RECORDS SHOWN below:

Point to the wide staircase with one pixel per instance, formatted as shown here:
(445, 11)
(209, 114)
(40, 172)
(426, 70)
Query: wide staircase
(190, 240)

End of RECORDS SHOWN.

**PROMPT**: Set down the listing above in full, please, exactly as it appears.

**SOLUTION FOR THIS TASK**:
Point to the wide staircase with one pixel per instance, formatted as shown here:
(445, 11)
(209, 114)
(40, 172)
(426, 70)
Query: wide staircase
(190, 240)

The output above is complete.